▶ _WHAT YOU WILL DO_
Keep the pictures out of the copy and repeat the records exactly.

───── EXTRACTED INFORMATION ─────

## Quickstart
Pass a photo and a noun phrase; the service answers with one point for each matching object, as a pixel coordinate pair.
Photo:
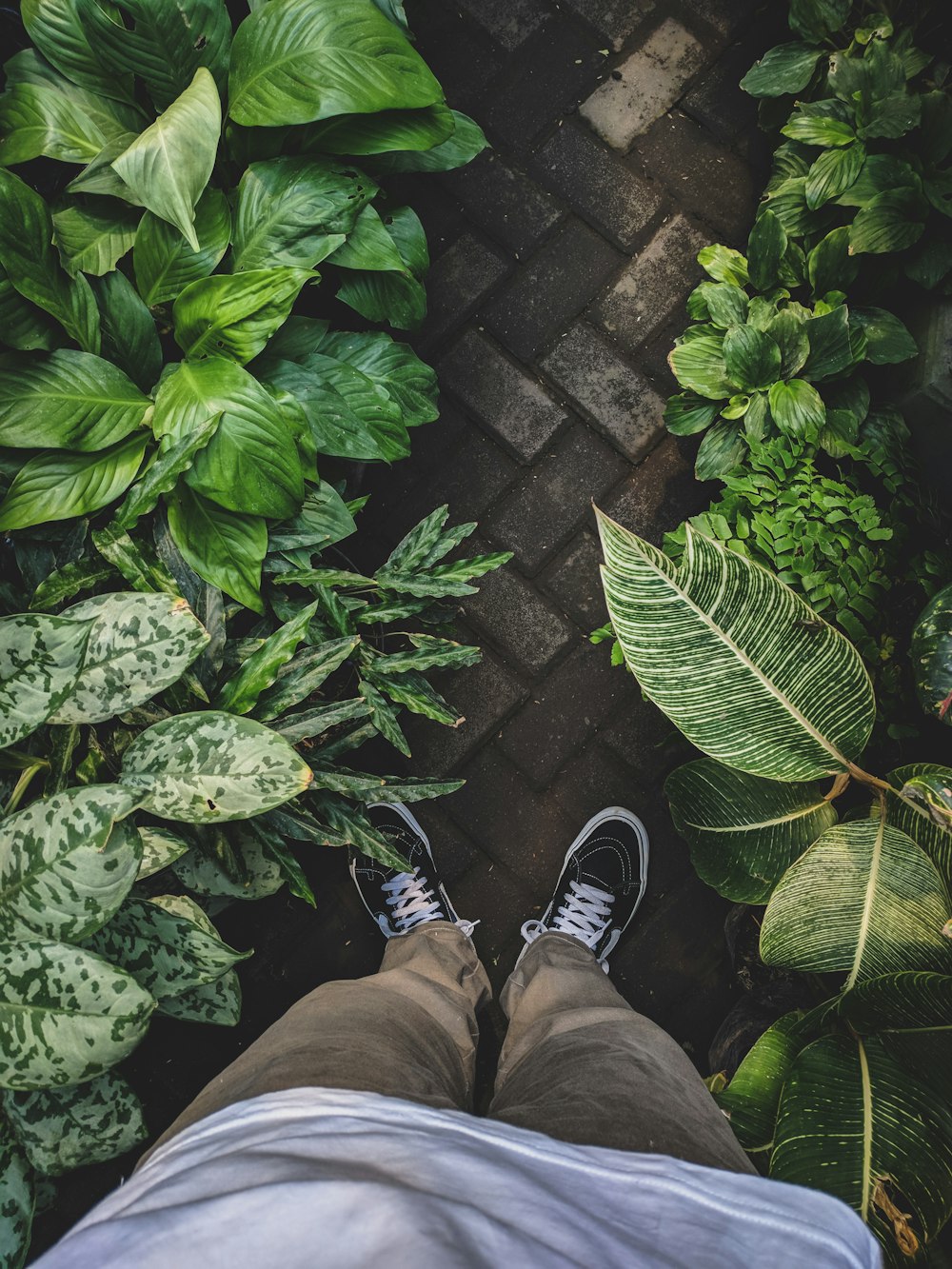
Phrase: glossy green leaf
(212, 766)
(168, 167)
(68, 1016)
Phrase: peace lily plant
(852, 1097)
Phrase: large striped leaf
(739, 663)
(853, 1123)
(65, 1014)
(864, 902)
(744, 831)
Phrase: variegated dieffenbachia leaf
(67, 864)
(217, 1002)
(40, 663)
(168, 944)
(160, 848)
(211, 766)
(17, 1200)
(140, 644)
(67, 1016)
(65, 1128)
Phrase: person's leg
(406, 1032)
(578, 1062)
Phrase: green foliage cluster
(852, 1097)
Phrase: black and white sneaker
(402, 902)
(604, 881)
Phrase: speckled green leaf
(211, 766)
(217, 1002)
(67, 1128)
(140, 644)
(168, 944)
(65, 1014)
(67, 864)
(40, 664)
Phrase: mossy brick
(617, 397)
(505, 202)
(551, 288)
(645, 85)
(655, 283)
(598, 184)
(506, 399)
(707, 179)
(615, 19)
(539, 514)
(512, 614)
(563, 713)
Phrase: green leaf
(168, 167)
(784, 69)
(860, 1127)
(752, 357)
(744, 831)
(295, 212)
(212, 766)
(887, 340)
(217, 1002)
(758, 652)
(67, 863)
(139, 646)
(60, 485)
(224, 547)
(251, 464)
(68, 1016)
(67, 1128)
(167, 944)
(33, 268)
(864, 900)
(67, 400)
(303, 60)
(163, 259)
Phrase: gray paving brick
(649, 83)
(526, 628)
(536, 517)
(574, 583)
(551, 288)
(616, 19)
(598, 184)
(617, 397)
(505, 202)
(505, 397)
(562, 713)
(655, 283)
(704, 178)
(465, 273)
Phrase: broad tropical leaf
(741, 664)
(863, 902)
(212, 766)
(65, 1014)
(744, 831)
(64, 869)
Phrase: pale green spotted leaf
(744, 831)
(65, 1014)
(166, 944)
(212, 766)
(139, 646)
(215, 1002)
(734, 658)
(40, 664)
(67, 864)
(67, 1128)
(863, 902)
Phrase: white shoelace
(413, 900)
(585, 915)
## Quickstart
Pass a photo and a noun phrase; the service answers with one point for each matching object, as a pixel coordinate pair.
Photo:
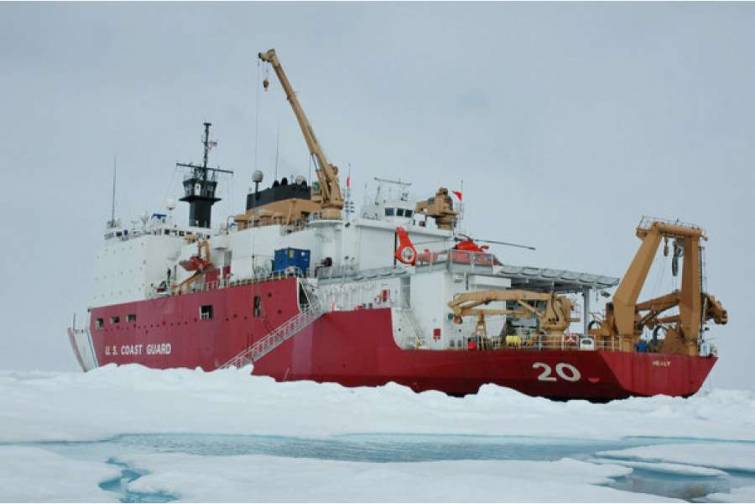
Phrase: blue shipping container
(291, 257)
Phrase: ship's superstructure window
(205, 312)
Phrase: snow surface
(133, 399)
(741, 494)
(265, 478)
(665, 467)
(34, 474)
(732, 456)
(38, 408)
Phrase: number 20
(564, 371)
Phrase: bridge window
(205, 312)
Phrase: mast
(200, 185)
(327, 174)
(112, 203)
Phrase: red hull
(357, 348)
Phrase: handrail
(280, 334)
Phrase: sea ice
(132, 399)
(740, 494)
(29, 474)
(731, 456)
(267, 478)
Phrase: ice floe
(133, 399)
(731, 456)
(266, 478)
(29, 474)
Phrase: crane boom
(327, 174)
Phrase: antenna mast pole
(112, 205)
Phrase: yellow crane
(553, 312)
(626, 318)
(440, 207)
(329, 195)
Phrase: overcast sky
(566, 122)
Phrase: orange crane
(329, 192)
(626, 318)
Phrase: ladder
(280, 334)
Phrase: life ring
(405, 253)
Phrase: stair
(280, 334)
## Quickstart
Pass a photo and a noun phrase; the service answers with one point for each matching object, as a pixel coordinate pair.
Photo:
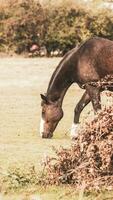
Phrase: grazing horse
(90, 62)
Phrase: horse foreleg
(94, 94)
(77, 111)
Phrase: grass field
(21, 82)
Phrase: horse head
(51, 115)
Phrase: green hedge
(26, 22)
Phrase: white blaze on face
(74, 131)
(41, 126)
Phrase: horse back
(94, 59)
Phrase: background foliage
(27, 22)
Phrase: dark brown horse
(88, 63)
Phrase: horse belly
(104, 61)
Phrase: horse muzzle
(47, 135)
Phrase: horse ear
(44, 98)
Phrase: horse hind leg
(77, 111)
(94, 94)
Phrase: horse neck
(59, 83)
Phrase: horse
(86, 64)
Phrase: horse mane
(60, 64)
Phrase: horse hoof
(74, 131)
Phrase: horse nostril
(46, 135)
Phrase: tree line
(26, 22)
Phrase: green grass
(21, 82)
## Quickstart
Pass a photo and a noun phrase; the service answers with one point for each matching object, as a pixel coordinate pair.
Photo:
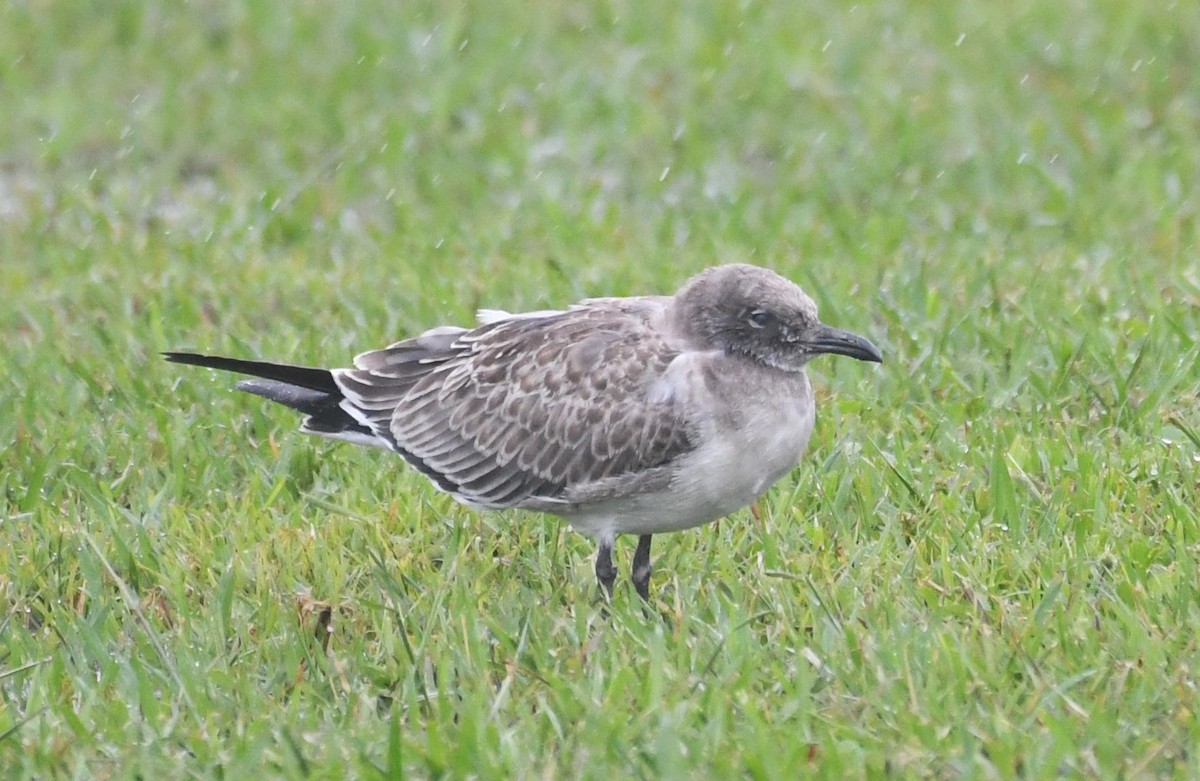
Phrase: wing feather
(525, 410)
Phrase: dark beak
(827, 340)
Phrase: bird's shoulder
(523, 407)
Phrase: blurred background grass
(984, 569)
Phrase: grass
(985, 568)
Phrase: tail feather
(318, 379)
(306, 390)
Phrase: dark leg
(605, 570)
(642, 568)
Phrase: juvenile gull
(636, 415)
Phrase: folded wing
(522, 412)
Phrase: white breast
(741, 455)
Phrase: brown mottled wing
(519, 410)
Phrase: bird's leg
(642, 568)
(606, 572)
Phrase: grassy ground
(987, 568)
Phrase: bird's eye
(760, 318)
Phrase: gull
(623, 415)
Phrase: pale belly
(731, 469)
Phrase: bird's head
(756, 313)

─────

▶ _RESULT_
## Quickstart
Pass a photo and a noun phrase; the service answers with one point for each matching object, as a pixel coordinate pair.
Photo:
Phrase: glossy green leaf
(212, 766)
(168, 167)
(68, 1016)
Phrase: peace lily plant
(852, 1097)
Phrase: large striped leaf
(739, 663)
(853, 1123)
(65, 1014)
(864, 902)
(744, 831)
Phrase: variegated dieffenbachia leaf
(67, 864)
(217, 1002)
(40, 663)
(168, 944)
(160, 848)
(211, 766)
(17, 1200)
(140, 644)
(67, 1016)
(65, 1128)
Phrase: person's leg
(406, 1032)
(578, 1062)
Phrase: green foliage cluster
(852, 1097)
Phrase: black and white sneaker
(402, 902)
(604, 881)
Phrase: speckled green leaf
(211, 766)
(217, 1002)
(67, 1128)
(140, 644)
(168, 944)
(65, 1014)
(67, 864)
(40, 664)
Phrase: mossy brick
(617, 397)
(505, 202)
(551, 288)
(645, 85)
(655, 283)
(598, 184)
(506, 399)
(707, 179)
(615, 19)
(539, 514)
(512, 614)
(563, 713)
Phrase: green leaf
(168, 167)
(784, 69)
(860, 1127)
(752, 357)
(744, 831)
(295, 212)
(212, 766)
(887, 340)
(217, 1002)
(758, 652)
(67, 863)
(139, 646)
(60, 485)
(224, 547)
(251, 464)
(68, 1016)
(67, 1128)
(167, 944)
(33, 268)
(864, 900)
(67, 400)
(303, 60)
(163, 259)
Phrase: gray paving brick
(649, 83)
(526, 628)
(536, 517)
(574, 583)
(551, 288)
(616, 19)
(598, 184)
(617, 397)
(505, 202)
(505, 397)
(562, 713)
(655, 283)
(704, 178)
(465, 273)
Phrase: broad tropical leaf
(741, 664)
(863, 902)
(212, 766)
(65, 1014)
(744, 831)
(64, 869)
Phrase: pale green spotted leaf
(744, 831)
(65, 1014)
(166, 944)
(212, 766)
(139, 646)
(215, 1002)
(734, 658)
(40, 664)
(67, 864)
(67, 1128)
(863, 902)
Phrase: white shoelace
(413, 900)
(585, 915)
## Quickstart
Pass a photo and a noun phrase; the service answers with one point for each matching object, as a pixel coordinate pair.
Photo:
Phrase: blue shipping container
(291, 257)
Phrase: ship's superstructure window
(205, 312)
Phrase: snow surface
(133, 399)
(741, 494)
(265, 478)
(665, 467)
(34, 474)
(732, 456)
(38, 408)
Phrase: number 20
(564, 371)
Phrase: bridge window
(205, 312)
Phrase: mast
(200, 185)
(327, 174)
(112, 203)
Phrase: red hull
(357, 348)
Phrase: handrail
(280, 334)
Phrase: sea ice
(132, 399)
(740, 494)
(29, 474)
(731, 456)
(267, 478)
Phrase: ice floe
(133, 399)
(731, 456)
(266, 478)
(29, 474)
Phrase: crane boom
(327, 174)
Phrase: antenna mast pole
(112, 205)
Phrase: yellow crane
(553, 312)
(626, 318)
(440, 207)
(329, 195)
Phrase: overcast sky
(566, 122)
Phrase: orange crane
(329, 192)
(626, 318)
Phrase: ladder
(280, 334)
Phrase: life ring
(405, 253)
Phrase: stair
(280, 334)
## Quickstart
Pass a photo and a noun phrase; the service answers with one point for each matching object, as a pixel coordinate pair.
Photo:
Phrase: grazing horse
(90, 62)
Phrase: horse foreleg
(94, 94)
(77, 111)
Phrase: grass field
(21, 82)
Phrase: horse head
(51, 115)
Phrase: green hedge
(26, 22)
Phrase: white blaze on face
(74, 131)
(41, 126)
Phrase: horse back
(94, 59)
Phrase: background foliage
(27, 22)
Phrase: dark brown horse
(88, 63)
Phrase: horse belly
(104, 61)
Phrase: horse muzzle
(47, 135)
Phrase: horse ear
(44, 98)
Phrase: horse hind leg
(77, 111)
(94, 94)
Phrase: horse neck
(59, 83)
Phrase: horse
(86, 64)
Phrase: horse mane
(60, 64)
Phrase: horse hoof
(74, 131)
Phrase: horse nostril
(46, 135)
Phrase: tree line
(26, 22)
Phrase: green grass
(21, 82)
## Quickstart
Pass a photo and a noun phrase; the service answers with one point for each matching object, as a pixel coordinate pair.
Photo:
Phrase: wing feather
(525, 410)
Phrase: dark beak
(827, 340)
Phrase: bird's shoulder
(523, 407)
Phrase: blurred background grass
(984, 569)
Phrase: grass
(985, 568)
Phrase: tail feather
(318, 379)
(306, 390)
Phrase: dark leg
(605, 570)
(642, 568)
Phrase: juvenile gull
(636, 415)
Phrase: folded wing
(522, 412)
Phrase: white breast
(741, 455)
Phrase: brown mottled wing
(519, 410)
Phrase: bird's leg
(642, 568)
(606, 572)
Phrase: grassy ground
(987, 568)
Phrase: bird's eye
(760, 318)
Phrase: gull
(623, 415)
Phrase: pale belly
(731, 469)
Phrase: bird's head
(756, 313)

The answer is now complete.